◆ **Problem to solve**
Rewrite the lines of the items below as a numbered list, starting with the line that contains "reads [[274, 4]]." and going on through the line that contains "[[389, 298]]", both included. Leave out any blank lines and include no other lines.

◆ **Task data**
________________________________________

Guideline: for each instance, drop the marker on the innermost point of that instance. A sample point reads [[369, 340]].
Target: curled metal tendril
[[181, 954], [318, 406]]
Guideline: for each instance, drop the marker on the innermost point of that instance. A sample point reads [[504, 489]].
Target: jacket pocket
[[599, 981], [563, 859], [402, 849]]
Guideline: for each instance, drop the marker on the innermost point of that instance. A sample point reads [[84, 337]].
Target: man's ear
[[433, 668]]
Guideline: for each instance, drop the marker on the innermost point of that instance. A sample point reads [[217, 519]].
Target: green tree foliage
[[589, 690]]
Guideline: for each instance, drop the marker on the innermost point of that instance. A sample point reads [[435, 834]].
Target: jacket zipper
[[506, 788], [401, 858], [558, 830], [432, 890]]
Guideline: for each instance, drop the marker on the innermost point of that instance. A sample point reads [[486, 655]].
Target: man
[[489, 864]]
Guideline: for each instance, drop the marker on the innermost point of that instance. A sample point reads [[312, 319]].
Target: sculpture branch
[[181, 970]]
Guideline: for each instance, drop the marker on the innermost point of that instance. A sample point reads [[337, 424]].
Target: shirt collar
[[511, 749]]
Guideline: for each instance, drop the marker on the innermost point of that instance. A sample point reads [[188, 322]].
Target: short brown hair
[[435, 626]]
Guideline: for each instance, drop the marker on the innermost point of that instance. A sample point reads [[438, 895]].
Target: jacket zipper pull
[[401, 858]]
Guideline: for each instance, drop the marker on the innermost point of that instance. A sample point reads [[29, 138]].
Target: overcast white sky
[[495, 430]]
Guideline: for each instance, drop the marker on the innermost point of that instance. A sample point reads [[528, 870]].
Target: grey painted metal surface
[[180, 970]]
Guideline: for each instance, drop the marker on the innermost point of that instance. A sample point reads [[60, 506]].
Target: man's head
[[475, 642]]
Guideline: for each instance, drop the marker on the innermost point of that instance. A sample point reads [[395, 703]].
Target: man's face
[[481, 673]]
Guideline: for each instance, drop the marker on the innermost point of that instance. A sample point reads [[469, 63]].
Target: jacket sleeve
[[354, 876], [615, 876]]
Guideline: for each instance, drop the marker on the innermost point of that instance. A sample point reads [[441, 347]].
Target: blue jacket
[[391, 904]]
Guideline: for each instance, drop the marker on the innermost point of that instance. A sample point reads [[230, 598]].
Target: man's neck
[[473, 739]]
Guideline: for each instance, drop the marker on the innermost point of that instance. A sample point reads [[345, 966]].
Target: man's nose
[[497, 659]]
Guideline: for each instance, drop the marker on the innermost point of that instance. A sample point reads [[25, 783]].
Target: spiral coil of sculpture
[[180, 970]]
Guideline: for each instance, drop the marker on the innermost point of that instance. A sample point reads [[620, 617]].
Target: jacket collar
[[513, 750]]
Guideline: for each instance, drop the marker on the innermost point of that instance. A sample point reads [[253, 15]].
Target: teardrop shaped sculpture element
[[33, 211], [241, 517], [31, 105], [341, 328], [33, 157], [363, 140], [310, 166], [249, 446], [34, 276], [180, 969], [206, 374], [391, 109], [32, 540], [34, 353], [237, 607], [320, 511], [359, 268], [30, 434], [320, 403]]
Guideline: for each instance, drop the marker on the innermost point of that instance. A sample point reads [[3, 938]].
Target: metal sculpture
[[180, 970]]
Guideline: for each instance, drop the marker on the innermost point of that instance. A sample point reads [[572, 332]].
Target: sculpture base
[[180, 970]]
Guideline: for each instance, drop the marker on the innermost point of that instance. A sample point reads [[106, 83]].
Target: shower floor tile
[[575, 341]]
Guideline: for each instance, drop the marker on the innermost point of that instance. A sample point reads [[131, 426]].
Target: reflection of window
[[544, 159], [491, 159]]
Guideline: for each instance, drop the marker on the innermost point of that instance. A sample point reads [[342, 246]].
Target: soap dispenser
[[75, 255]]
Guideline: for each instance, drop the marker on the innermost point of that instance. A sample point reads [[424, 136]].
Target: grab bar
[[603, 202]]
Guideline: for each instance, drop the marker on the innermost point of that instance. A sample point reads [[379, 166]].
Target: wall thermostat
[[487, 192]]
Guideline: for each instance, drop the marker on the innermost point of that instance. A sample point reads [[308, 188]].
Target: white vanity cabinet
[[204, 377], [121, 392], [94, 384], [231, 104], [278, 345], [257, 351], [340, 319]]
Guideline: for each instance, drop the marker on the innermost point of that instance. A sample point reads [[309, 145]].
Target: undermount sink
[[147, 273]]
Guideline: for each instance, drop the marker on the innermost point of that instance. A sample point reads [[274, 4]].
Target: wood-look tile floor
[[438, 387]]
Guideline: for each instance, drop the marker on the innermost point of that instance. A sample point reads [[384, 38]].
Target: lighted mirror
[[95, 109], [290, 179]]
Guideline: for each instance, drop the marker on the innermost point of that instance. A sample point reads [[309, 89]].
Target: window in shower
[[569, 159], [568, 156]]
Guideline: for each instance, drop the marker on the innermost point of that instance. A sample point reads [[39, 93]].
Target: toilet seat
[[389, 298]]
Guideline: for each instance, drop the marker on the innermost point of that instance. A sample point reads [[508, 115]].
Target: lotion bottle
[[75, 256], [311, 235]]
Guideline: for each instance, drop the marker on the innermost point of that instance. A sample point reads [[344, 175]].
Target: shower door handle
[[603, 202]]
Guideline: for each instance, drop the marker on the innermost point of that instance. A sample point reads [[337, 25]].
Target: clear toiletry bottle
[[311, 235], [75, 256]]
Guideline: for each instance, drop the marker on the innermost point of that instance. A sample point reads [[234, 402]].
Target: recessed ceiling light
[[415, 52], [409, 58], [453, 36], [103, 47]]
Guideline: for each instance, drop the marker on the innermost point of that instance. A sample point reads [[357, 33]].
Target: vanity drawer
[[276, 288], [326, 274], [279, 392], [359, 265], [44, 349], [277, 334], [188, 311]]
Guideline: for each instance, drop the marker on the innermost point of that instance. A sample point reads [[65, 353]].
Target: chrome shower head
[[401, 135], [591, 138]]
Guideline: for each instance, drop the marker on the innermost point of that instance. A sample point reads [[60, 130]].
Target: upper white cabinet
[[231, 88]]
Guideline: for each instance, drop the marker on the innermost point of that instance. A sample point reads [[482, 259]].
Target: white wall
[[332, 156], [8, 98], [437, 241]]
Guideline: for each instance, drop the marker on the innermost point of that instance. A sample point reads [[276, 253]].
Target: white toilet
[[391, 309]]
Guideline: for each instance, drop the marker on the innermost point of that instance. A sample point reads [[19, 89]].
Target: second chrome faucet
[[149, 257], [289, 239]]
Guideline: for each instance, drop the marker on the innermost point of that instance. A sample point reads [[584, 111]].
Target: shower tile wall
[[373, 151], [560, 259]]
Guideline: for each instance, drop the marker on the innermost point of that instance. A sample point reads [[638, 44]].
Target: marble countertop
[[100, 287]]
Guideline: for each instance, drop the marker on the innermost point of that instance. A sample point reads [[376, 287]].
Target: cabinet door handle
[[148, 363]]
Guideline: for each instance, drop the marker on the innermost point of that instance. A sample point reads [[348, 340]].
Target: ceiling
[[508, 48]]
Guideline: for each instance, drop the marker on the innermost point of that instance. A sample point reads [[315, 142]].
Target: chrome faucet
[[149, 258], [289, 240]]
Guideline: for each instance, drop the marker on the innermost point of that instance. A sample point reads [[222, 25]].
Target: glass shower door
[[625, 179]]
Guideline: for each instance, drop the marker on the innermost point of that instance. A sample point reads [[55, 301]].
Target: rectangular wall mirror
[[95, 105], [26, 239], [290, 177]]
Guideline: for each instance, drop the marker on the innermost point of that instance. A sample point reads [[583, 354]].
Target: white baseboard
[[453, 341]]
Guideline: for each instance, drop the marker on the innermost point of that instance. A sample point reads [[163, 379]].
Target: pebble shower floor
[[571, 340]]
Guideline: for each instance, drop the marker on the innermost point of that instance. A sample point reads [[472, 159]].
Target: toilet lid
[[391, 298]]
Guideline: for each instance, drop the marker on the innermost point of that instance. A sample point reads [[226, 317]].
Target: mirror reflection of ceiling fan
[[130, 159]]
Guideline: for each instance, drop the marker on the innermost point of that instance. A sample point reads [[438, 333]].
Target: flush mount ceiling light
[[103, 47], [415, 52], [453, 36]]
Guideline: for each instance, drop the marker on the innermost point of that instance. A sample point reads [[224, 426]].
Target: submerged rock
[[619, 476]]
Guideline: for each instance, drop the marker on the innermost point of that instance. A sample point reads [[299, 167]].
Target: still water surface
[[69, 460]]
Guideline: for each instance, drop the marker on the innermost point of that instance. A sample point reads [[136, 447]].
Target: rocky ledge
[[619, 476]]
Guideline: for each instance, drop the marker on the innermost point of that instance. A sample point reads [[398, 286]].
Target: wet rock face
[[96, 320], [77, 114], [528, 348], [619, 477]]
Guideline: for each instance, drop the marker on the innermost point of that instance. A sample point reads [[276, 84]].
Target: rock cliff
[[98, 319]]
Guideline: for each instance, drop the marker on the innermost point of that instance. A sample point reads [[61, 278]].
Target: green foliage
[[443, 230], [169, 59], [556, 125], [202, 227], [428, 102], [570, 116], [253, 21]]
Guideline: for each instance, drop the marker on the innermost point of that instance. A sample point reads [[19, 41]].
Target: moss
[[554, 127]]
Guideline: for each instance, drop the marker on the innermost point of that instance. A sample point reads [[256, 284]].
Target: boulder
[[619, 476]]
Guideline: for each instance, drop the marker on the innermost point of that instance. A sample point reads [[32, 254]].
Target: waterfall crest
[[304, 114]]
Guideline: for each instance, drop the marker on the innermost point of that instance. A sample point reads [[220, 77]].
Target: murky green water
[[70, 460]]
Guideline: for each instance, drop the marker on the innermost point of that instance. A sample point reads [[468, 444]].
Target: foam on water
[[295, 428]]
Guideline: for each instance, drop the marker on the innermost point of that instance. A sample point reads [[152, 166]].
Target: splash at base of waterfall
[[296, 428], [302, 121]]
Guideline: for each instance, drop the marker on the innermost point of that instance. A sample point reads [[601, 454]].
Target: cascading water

________________________________________

◆ **Answer to this exercise**
1. Guideline: for each instance, drop the marker on the innermost point of that instance. A sample point reads [[274, 4]].
2. Target: wood-look tile floor
3. [[438, 387]]
4. Guideline: for each instance, drop the marker on the innermost point of that instance. A sample point reads [[384, 38]].
5. Target: lighted mirror
6. [[95, 109], [290, 179]]
7. Guideline: for each instance, drop the marker on the innermost point of that instance. A sample point reads [[309, 89]].
8. Target: window in shower
9. [[569, 159], [568, 156]]
10. Guideline: for each instance, drop the marker on the innermost point of that instance. A sample point reads [[39, 93]].
11. Target: toilet seat
12. [[389, 298]]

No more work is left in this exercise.